Saved entries
════

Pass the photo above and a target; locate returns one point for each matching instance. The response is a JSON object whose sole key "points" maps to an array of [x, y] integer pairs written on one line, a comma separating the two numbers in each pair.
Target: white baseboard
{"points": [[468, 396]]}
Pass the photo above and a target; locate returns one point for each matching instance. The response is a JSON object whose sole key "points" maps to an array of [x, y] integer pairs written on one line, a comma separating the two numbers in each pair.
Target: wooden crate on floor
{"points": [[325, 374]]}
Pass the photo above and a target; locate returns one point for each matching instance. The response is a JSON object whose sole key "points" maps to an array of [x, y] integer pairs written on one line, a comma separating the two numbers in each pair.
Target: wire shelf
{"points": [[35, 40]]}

════

● DIRECTIONS FOR THIS TASK: Write out every entry exactly as given.

● RESULT OF THE EXERCISE:
Pass the photo above and a target; locate returns one point for each matching instance. The response is a JSON object whose sole key "points" maps to an array of [x, y] integer pairs written on one line, a comma separating the two numbers in each pair.
Target: white baseboard
{"points": [[468, 396]]}
Pass the photo above and a target; locate returns one point for each matching instance. The response is a JSON object whose sole key "points" maps to an array of [x, y] integer pairs written on one line, a comma separating the two numbers in each pair.
Target: wooden crate on floor
{"points": [[325, 374]]}
Pass the photo above and a target; locate returns one point for each matching instance. The response is a JSON object whose sole key "points" maps to an array of [x, y] integer pairs written on one line, a comma separating the two numbers in each pair.
Target: wire shelf
{"points": [[35, 40]]}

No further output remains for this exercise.